Task requirements: Reproduce word for word the part of the Sea Dart passage that begins at the words "Dodds’ photo sequence" and ends after "other press honors.".

On this date in 1954, Convair’s experimental Sea Dart supersonic seaplane exploded in a fireball over San Diego Bay on it’s first test run, killing test pilot Charles “Chuck” Richbourg.
Among the eyewitnesses to the tragedy were dozens of reporters who had gathered to view the Navy exhibition and Union-Tribune photojournalist Leslie A.”Les” Dodds.
Dodds’ photo sequence of the Sea Dart jet explosion appeared on front pages across the nation the following day and won the Sigma Delta Chi news picture award of 1954. It resulted in a Pulitzer Prize nomination and earned him numerous other press honors.
The Sea Dart was the first supersonic seaplane in the world. Convair built five Sea Dart jet fighters for the Navy, and only three of them ever flew. One is now mounted at the front entrance to the San Diego Air and Space Museum in Balboa Park.

Supplied data:
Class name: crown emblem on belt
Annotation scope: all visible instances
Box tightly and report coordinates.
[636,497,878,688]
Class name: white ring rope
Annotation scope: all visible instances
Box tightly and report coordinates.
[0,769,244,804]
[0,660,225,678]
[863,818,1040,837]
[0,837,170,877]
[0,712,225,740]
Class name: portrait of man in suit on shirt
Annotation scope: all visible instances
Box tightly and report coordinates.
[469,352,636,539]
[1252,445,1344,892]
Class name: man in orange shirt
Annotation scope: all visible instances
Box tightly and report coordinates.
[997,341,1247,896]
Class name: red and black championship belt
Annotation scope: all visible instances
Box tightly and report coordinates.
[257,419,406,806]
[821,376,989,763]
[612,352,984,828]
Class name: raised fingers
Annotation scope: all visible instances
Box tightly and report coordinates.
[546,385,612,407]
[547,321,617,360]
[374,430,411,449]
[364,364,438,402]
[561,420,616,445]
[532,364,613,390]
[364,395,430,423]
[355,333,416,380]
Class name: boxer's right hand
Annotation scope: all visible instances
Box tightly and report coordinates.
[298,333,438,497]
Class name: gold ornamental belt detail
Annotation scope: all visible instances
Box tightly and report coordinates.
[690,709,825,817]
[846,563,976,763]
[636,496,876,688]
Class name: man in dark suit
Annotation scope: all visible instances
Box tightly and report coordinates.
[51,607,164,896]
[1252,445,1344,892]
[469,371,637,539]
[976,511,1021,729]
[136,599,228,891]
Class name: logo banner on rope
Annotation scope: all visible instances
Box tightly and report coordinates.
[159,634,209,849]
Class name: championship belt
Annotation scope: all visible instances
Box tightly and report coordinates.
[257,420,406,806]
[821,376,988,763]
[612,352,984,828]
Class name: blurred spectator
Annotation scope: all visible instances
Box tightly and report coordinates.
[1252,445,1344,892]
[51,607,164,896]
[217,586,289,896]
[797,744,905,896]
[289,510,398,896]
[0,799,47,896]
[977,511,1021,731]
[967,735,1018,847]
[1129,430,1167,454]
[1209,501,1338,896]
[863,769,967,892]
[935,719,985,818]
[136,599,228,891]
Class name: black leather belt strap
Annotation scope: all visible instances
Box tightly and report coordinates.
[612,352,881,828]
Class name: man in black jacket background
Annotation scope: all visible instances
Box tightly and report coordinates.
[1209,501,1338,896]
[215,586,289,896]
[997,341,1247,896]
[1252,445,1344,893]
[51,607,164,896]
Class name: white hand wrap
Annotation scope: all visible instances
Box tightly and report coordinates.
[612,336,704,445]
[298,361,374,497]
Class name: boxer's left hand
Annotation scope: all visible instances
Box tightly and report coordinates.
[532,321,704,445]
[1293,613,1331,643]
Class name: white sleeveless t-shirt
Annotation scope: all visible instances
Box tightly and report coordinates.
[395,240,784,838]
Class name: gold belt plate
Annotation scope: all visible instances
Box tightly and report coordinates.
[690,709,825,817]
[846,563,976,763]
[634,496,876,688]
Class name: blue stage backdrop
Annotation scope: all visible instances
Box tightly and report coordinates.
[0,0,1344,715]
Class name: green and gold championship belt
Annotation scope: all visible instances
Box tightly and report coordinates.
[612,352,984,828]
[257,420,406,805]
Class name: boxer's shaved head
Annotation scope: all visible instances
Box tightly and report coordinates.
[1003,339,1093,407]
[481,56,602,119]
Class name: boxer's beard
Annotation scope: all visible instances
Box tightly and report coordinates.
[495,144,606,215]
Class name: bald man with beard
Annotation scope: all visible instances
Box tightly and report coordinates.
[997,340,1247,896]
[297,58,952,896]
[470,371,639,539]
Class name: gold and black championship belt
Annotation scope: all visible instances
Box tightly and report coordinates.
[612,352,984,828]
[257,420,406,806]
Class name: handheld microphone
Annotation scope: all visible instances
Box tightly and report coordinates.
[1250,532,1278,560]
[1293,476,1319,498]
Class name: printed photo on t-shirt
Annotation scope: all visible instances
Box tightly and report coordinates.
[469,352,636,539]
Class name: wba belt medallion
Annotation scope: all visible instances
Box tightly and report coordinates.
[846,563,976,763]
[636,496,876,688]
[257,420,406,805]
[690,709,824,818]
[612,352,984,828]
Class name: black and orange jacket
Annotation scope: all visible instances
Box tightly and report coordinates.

Result of this exercise:
Dodds’ photo sequence of the Sea Dart jet explosion appeared on front pages across the nation the following day and won the Sigma Delta Chi news picture award of 1954. It resulted in a Pulitzer Prize nomination and earned him numerous other press honors.